*DOCUMENT SECTION*.
-*-
WHAT WAS IT LIKE BEING RAISED BY A MASTER MUSICIAN?
By Luna Wright (patreon.com/warpspeedluna)
What was it like being raised by a master musician? If you ask Dave Wright, son of Emmy-Award nominated composer and musician Rayburn Wright, it meant that living in the world of music was as natural as breathing.
As a child, he had the run of Radio City Music Hall, where his father worked as musical director, a young boy weaving in and out of backstage control rooms and front-row seats as the performers set the stage for ever-changing variety shows. On nights off, he was whisked away to ballet performances, or rock concerts with trippy oil-water lightshows that were enough to give an impressionable young mind nightmares. At home, his father was always at the piano writing music, or at the record player, listening to everything from the Beatles to Stravinsky in order to better understand the inner workings of a song. That didn’t mean that other, less creative hobbies were off the table. “He liked baseball,” Dave remembers fondly, “so we played catch, or badminton or ping pong. But music was always the center of it all.”
It didn’t take long for Ray and his wife, artist Doris B. Wright, to put Dave in music lessons, already working through recorder, classical guitar and piano by the age of 10. However, it wasn’t until middle school that Dave found a foothold in jazz, his father’s preferred genre, a style of music he was so expert in that he founded the Jazz and Contemporary Media program at Eastman School of Music when Dave was 11.
“Jazz is a big word,” Dave says when describing the genre, his voice colored by an immediately apparent enthusiasm. “It’s a big tent, with a lot of different corners. In my new album ‘There and Gone’ there’s jazz, rock, funk, world music — in the context of my music, I consider them all to be different corners of the jazz tent, but it’s an eclectic mix for sure.” Ray was equally entranced by the different corners of the tent, although his focus was even wider — while he specialized in jazz, he embraced music as a whole. His son applied that openness within his preferred genre, and displays that mindset with aplomb in the album ‘There and Gone.’
Perhaps even more interesting than the similarities between father and son are the differences. Ray wrote for an audience, for a reach as wide as it could possibly be. Although classically trained with deep interest in jazz, he studied popular music, and wrote for the people who listened to it, even if not within the pop genre. For Ray, music was both an art and a business — he had that business mastered and wrote at the highest level. For his son, music is personal. Dave writes music that he wants to hear, for an audience with a similar love for eclectic jazz.
-*-
*PROBLEM STATEMENT*.
Extract the stretch of the article on Dave Wright from "It didn’t take" through "Dave was 11.", copying it word for word.

(Extracted records)
-*-
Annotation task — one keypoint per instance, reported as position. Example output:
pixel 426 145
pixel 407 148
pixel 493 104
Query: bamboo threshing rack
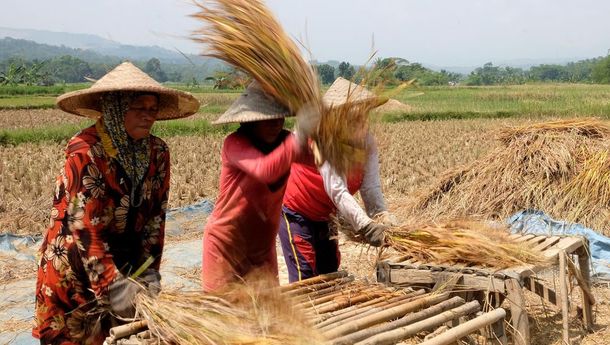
pixel 349 311
pixel 493 286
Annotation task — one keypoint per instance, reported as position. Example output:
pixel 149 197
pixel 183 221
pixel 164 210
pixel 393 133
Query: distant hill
pixel 85 46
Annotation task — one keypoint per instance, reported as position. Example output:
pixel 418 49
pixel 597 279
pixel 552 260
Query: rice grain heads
pixel 559 167
pixel 463 243
pixel 245 34
pixel 251 313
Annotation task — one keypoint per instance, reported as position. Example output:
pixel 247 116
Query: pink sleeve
pixel 239 152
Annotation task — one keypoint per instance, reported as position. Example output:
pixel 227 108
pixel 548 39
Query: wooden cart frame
pixel 507 283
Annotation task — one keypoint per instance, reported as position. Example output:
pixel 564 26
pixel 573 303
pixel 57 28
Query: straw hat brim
pixel 343 91
pixel 253 105
pixel 173 104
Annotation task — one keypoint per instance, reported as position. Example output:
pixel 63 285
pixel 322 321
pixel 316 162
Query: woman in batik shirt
pixel 108 214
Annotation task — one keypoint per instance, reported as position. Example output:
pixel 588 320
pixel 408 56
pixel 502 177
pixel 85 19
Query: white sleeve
pixel 336 188
pixel 370 191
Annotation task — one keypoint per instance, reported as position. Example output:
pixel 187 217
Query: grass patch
pixel 62 133
pixel 33 90
pixel 27 102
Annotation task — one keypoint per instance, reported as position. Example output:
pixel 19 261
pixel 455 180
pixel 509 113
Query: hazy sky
pixel 439 32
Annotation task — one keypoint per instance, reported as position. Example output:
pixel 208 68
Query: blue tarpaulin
pixel 537 222
pixel 180 256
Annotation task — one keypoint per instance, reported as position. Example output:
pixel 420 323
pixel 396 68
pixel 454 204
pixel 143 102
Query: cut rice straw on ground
pixel 246 35
pixel 250 313
pixel 463 243
pixel 559 167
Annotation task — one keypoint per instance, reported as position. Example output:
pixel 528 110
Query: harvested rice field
pixel 413 155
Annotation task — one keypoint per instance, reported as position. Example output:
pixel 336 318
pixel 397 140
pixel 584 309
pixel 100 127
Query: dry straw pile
pixel 246 35
pixel 463 243
pixel 560 167
pixel 250 313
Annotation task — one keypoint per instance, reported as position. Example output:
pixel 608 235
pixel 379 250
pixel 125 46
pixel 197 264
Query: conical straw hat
pixel 253 105
pixel 173 104
pixel 343 90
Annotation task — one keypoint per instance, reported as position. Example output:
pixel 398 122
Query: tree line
pixel 389 71
pixel 393 71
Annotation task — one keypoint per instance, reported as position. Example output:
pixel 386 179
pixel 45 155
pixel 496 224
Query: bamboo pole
pixel 563 286
pixel 321 302
pixel 320 290
pixel 385 315
pixel 398 334
pixel 584 286
pixel 453 335
pixel 127 329
pixel 404 321
pixel 317 279
pixel 345 301
pixel 362 308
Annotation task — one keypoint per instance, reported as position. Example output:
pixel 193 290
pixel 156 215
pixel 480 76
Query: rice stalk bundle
pixel 587 196
pixel 463 242
pixel 250 313
pixel 245 34
pixel 556 167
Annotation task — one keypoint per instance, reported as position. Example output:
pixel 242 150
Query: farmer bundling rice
pixel 313 194
pixel 241 231
pixel 108 214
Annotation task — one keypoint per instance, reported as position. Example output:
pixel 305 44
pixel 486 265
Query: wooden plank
pixel 550 241
pixel 583 264
pixel 567 244
pixel 514 236
pixel 541 290
pixel 524 238
pixel 520 321
pixel 563 288
pixel 535 240
pixel 416 277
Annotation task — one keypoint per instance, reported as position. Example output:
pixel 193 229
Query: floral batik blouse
pixel 96 237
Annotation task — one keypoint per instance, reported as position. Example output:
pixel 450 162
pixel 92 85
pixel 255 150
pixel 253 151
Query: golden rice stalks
pixel 246 35
pixel 242 314
pixel 589 127
pixel 463 242
pixel 557 167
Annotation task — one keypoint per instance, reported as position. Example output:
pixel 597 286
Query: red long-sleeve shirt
pixel 240 233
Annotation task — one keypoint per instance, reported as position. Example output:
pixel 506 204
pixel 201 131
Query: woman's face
pixel 141 115
pixel 268 130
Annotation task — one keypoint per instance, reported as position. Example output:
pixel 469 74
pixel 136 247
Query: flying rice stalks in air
pixel 245 34
pixel 249 313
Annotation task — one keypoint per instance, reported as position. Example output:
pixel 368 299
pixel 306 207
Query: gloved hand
pixel 386 218
pixel 121 295
pixel 374 233
pixel 308 119
pixel 152 280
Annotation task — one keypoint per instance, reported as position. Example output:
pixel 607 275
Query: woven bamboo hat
pixel 253 105
pixel 173 104
pixel 343 90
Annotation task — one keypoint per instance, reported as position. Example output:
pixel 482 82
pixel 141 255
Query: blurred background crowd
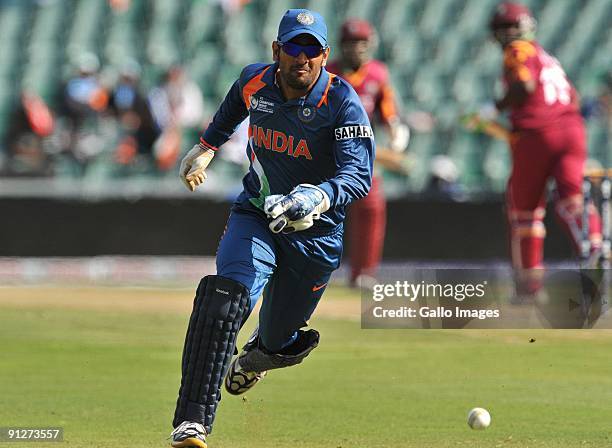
pixel 102 90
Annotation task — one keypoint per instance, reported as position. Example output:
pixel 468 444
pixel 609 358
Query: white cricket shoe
pixel 189 434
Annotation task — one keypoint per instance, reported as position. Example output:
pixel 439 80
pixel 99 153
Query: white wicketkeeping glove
pixel 193 166
pixel 297 210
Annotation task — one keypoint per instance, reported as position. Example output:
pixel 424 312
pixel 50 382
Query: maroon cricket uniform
pixel 367 217
pixel 548 140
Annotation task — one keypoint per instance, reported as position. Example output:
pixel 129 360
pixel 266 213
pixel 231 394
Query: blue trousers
pixel 290 270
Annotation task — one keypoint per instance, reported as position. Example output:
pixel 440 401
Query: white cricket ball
pixel 479 418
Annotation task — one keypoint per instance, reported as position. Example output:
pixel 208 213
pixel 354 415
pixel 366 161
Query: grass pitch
pixel 104 364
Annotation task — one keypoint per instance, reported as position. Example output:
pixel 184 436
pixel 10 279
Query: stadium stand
pixel 442 60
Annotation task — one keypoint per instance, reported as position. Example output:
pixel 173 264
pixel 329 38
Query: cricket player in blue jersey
pixel 311 150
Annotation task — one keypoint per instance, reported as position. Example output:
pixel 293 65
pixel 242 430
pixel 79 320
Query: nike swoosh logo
pixel 316 288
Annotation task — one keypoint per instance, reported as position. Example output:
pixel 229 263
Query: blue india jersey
pixel 323 139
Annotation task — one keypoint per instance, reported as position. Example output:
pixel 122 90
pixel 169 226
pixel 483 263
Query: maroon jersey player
pixel 370 79
pixel 547 141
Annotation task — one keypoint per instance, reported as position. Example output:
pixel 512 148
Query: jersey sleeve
pixel 228 117
pixel 354 151
pixel 520 61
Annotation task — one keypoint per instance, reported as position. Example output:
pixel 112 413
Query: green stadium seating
pixel 441 57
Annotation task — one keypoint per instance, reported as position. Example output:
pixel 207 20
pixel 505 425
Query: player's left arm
pixel 354 151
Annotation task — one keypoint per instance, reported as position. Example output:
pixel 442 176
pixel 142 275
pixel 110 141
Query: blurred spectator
pixel 138 128
pixel 83 97
pixel 119 6
pixel 30 124
pixel 178 108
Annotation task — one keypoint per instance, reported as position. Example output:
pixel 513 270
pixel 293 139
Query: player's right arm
pixel 228 117
pixel 519 72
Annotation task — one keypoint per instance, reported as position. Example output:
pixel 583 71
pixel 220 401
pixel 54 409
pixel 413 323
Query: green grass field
pixel 104 364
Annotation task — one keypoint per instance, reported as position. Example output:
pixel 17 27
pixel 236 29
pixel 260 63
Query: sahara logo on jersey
pixel 279 142
pixel 348 132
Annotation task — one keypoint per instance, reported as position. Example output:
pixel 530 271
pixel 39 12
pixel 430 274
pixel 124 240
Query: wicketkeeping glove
pixel 193 166
pixel 297 210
-*-
*RESULT*.
It didn’t take long for Ray and his wife, artist Doris B. Wright, to put Dave in music lessons, already working through recorder, classical guitar and piano by the age of 10. However, it wasn’t until middle school that Dave found a foothold in jazz, his father’s preferred genre, a style of music he was so expert in that he founded the Jazz and Contemporary Media program at Eastman School of Music when Dave was 11.